RECORDS FOR THIS EXERCISE ::
##########

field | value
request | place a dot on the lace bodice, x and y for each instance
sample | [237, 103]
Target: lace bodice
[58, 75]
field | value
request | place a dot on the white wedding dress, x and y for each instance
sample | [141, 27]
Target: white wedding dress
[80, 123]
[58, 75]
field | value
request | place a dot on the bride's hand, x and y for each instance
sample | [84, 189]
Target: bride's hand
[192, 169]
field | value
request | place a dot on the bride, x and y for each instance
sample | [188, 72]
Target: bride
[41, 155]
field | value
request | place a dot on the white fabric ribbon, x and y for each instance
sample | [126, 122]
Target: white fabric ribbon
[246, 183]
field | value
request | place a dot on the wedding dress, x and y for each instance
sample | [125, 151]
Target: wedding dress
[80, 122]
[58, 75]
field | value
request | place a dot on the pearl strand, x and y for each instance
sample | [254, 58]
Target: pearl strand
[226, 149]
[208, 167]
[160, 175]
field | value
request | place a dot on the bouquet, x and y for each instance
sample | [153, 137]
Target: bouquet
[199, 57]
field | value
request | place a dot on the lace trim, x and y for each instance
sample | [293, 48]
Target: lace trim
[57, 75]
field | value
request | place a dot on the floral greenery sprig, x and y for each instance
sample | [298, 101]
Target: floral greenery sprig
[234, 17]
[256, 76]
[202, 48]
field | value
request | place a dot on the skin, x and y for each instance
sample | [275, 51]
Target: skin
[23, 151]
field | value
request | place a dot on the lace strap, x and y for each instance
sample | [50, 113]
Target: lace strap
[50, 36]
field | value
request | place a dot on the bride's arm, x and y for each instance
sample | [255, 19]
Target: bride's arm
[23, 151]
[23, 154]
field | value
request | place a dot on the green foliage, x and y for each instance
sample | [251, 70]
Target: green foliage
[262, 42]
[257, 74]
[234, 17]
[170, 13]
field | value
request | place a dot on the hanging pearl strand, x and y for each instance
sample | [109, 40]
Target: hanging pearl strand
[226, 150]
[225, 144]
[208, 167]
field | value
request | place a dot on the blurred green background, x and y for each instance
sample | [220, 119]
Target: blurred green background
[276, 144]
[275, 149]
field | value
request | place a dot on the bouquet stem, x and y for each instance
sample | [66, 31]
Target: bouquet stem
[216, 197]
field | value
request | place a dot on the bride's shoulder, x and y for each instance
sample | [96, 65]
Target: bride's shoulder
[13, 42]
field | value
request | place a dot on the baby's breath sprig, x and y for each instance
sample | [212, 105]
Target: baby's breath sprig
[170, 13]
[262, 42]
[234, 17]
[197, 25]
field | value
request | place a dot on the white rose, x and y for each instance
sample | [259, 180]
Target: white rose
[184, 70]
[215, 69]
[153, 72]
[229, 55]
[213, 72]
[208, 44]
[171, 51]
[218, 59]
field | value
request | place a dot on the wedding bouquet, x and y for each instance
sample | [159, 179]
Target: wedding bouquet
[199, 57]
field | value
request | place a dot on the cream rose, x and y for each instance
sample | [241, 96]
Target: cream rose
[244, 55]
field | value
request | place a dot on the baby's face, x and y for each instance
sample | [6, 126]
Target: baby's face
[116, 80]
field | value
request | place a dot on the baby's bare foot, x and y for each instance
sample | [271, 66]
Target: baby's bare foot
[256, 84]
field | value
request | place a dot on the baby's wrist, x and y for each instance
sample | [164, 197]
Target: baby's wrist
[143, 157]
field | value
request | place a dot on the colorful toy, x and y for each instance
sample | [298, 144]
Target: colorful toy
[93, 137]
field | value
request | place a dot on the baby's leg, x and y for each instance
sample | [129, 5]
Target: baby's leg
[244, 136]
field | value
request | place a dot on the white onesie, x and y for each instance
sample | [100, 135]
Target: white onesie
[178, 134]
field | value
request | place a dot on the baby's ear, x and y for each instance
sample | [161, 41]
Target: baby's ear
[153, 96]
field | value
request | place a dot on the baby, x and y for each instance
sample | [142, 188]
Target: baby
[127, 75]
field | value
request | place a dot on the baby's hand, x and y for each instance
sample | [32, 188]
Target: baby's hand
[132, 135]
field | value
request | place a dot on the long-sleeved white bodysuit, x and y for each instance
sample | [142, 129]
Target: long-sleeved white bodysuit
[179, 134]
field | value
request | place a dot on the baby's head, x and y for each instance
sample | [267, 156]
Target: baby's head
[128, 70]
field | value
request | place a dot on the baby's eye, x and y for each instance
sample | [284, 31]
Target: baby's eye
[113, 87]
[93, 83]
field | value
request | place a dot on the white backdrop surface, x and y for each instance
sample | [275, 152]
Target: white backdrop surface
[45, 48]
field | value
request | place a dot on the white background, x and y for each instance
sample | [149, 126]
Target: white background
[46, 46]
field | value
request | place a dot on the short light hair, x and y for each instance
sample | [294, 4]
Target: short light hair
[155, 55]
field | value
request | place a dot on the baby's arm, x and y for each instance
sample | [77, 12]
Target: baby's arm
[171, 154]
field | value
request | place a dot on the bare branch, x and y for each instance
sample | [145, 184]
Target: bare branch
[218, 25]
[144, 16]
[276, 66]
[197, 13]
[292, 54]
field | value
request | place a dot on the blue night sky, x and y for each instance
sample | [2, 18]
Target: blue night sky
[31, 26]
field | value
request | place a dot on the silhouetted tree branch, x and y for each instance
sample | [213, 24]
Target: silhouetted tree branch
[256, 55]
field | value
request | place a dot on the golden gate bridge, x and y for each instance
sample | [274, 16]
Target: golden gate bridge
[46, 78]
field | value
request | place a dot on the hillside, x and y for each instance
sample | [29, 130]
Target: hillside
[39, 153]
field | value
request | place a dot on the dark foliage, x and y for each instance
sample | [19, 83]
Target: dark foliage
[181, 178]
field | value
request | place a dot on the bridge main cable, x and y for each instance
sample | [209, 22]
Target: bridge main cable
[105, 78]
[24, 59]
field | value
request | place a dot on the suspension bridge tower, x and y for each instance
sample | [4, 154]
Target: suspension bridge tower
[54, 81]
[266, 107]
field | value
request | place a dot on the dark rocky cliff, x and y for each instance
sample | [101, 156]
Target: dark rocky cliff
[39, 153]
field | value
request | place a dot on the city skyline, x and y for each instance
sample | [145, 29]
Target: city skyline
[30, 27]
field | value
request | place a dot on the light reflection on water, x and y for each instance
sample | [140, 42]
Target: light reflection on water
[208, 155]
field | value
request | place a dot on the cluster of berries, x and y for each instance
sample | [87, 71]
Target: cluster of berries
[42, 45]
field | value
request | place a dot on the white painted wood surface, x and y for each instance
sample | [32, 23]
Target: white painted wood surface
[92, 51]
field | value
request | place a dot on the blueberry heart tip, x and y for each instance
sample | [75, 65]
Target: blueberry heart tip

##########

GIVEN EXERCISE :: Retype every entry word for word.

FINAL RESULT ::
field | value
request | place a dot on the lace bodice, x and y for each instance
sample | [237, 103]
Target: lace bodice
[58, 75]
field | value
request | place a dot on the white wedding dress, x and y for each instance
sample | [141, 27]
Target: white wedding dress
[80, 123]
[58, 75]
field | value
request | place a dot on the bride's hand, x and y for each instance
sample | [84, 189]
Target: bride's hand
[192, 169]
field | value
request | place a dot on the bride, x and y for each instance
sample | [188, 72]
Target: bride
[41, 155]
field | value
request | place a dot on the white fabric ribbon, x and y for each instance
sample | [126, 122]
Target: white fabric ribbon
[246, 183]
field | value
request | place a dot on the wedding dress, x and y for each instance
sample | [125, 151]
Target: wedding dress
[80, 122]
[58, 75]
field | value
request | place a dot on the pearl strand, x and y for each instance
sample | [254, 58]
Target: pearl strand
[226, 149]
[208, 167]
[160, 175]
field | value
request | place a dot on the bouquet, x and y for each instance
sample | [153, 137]
Target: bouquet
[199, 57]
field | value
request | place a dot on the lace trim, x and y for each instance
sample | [293, 48]
Target: lace trim
[57, 75]
field | value
request | place a dot on the floral greenery sprig, x and y for each instance
sample | [298, 101]
Target: floral greenery sprig
[234, 17]
[256, 76]
[202, 48]
field | value
request | place a dot on the skin, x and y for each instance
sample | [275, 51]
Target: skin
[23, 151]
field | value
request | place a dot on the lace strap, x and y for each instance
sample | [50, 113]
Target: lace strap
[50, 36]
field | value
request | place a dot on the bride's arm, x and y for each instance
sample | [255, 19]
Target: bride's arm
[23, 151]
[23, 154]
field | value
request | place a dot on the green foliage, x and y for each instance
sample | [251, 70]
Target: green foliage
[262, 42]
[257, 74]
[234, 17]
[170, 13]
field | value
request | place a dot on the hanging pearl strand, x and y for each instance
sample | [109, 40]
Target: hanging pearl strand
[226, 150]
[225, 144]
[208, 167]
field | value
request | place a dot on the blurred green background, x and y for each instance
sample | [220, 119]
Target: blurred green background
[276, 144]
[275, 149]
field | value
request | place a dot on the bouquet stem, x and y for each instance
sample | [66, 31]
Target: bouquet stem
[216, 197]
field | value
request | place a dot on the bride's shoulder, x and y for each instance
sample | [96, 65]
Target: bride's shoulder
[13, 42]
field | value
request | place a dot on the baby's breath sprig, x and y for each instance
sample | [212, 105]
Target: baby's breath sprig
[170, 13]
[262, 42]
[234, 17]
[197, 25]
field | value
request | place a dot on the white rose, x and y for each instance
sample | [259, 180]
Target: white rose
[184, 70]
[215, 69]
[153, 72]
[229, 55]
[213, 72]
[208, 44]
[171, 51]
[218, 59]
field | value
request | place a dot on the wedding bouquet, x and y for each instance
sample | [159, 179]
Target: wedding bouquet
[199, 57]
field | value
request | place a dot on the cream rose, x and y for each instance
sample | [241, 96]
Target: cream rose
[244, 55]
field | value
request | place a dot on the baby's face, x and y for each instance
sample | [6, 126]
Target: baby's face
[116, 80]
field | value
request | place a dot on the baby's bare foot, x and y for each instance
sample | [271, 66]
Target: baby's bare foot
[256, 84]
field | value
request | place a dot on the baby's wrist, x and y for each instance
sample | [164, 197]
Target: baby's wrist
[143, 157]
field | value
request | place a dot on the colorful toy, x and y for each instance
sample | [298, 144]
Target: colorful toy
[93, 137]
field | value
request | place a dot on the baby's leg, x and y for each instance
sample | [129, 5]
Target: baby's leg
[244, 136]
field | value
request | place a dot on the white onesie, x and y for each instance
sample | [100, 135]
Target: white onesie
[178, 134]
field | value
request | place a dot on the baby's ear, x and y for each instance
sample | [161, 41]
Target: baby's ear
[153, 96]
field | value
request | place a dot on the baby, x and y for each instance
sample | [142, 188]
Target: baby
[127, 75]
field | value
request | place a dot on the baby's hand, x and y for each instance
sample | [32, 188]
Target: baby's hand
[132, 135]
field | value
request | place a dot on the long-sleeved white bodysuit, x and y for each instance
sample | [142, 129]
Target: long-sleeved white bodysuit
[179, 134]
field | value
request | place a dot on the baby's head, x and y for each instance
sample | [267, 156]
Target: baby's head
[128, 70]
field | value
request | place a dot on the baby's eye, x and y for each instance
sample | [284, 31]
Target: baby's eye
[113, 87]
[93, 83]
field | value
request | place a dot on the white backdrop surface, x and y for each instance
sample | [275, 152]
Target: white backdrop surface
[45, 48]
field | value
request | place a dot on the white background, x and y for each instance
sample | [149, 126]
Target: white background
[46, 46]
field | value
request | place a dot on the short light hair, x and y for each instance
sample | [294, 4]
Target: short light hair
[155, 55]
field | value
request | place a dot on the baby's arm, x and y for each instance
sample | [77, 12]
Target: baby's arm
[171, 154]
field | value
request | place a dot on the bare branch, x and y for each instance
sample | [145, 184]
Target: bare branch
[218, 25]
[144, 16]
[276, 66]
[197, 13]
[292, 54]
field | value
request | place a dot on the blue night sky, x and y for each instance
sample | [2, 18]
Target: blue night sky
[31, 26]
field | value
request | place a dot on the silhouetted tree branch, x and y for each instance
sample | [213, 24]
Target: silhouetted tree branch
[256, 55]
field | value
request | place a dot on the golden gate bridge, x and y for each instance
sample | [274, 16]
Target: golden gate bridge
[46, 78]
field | value
request | place a dot on the hillside, x and y for each instance
sample | [29, 130]
Target: hillside
[39, 153]
field | value
request | place a dot on the dark foliage, x and y for each instance
sample | [19, 83]
Target: dark foliage
[181, 178]
field | value
request | place a dot on the bridge main cable, x and y for each instance
sample | [209, 22]
Target: bridge main cable
[105, 78]
[24, 59]
field | value
request | place a dot on the suspension bridge tower, x and y for each instance
sample | [4, 154]
Target: suspension bridge tower
[54, 81]
[266, 107]
field | value
request | place a dot on the dark rocky cliff, x and y for each instance
sample | [101, 156]
Target: dark rocky cliff
[39, 153]
field | value
request | place a dot on the city skyline, x and y for each instance
sample | [145, 29]
Target: city skyline
[30, 27]
field | value
request | place a dot on the light reflection on water, x and y for each instance
sample | [140, 42]
Target: light reflection on water
[208, 155]
field | value
request | place a dot on the cluster of berries, x and y for each instance
sample | [87, 71]
Target: cluster of berries
[42, 45]
field | value
request | place a dot on the white painted wood surface, x and y for each instance
sample | [32, 23]
Target: white painted wood surface
[92, 51]
field | value
request | place a dot on the blueberry heart tip, x and y for each instance
sample | [75, 65]
Target: blueberry heart tip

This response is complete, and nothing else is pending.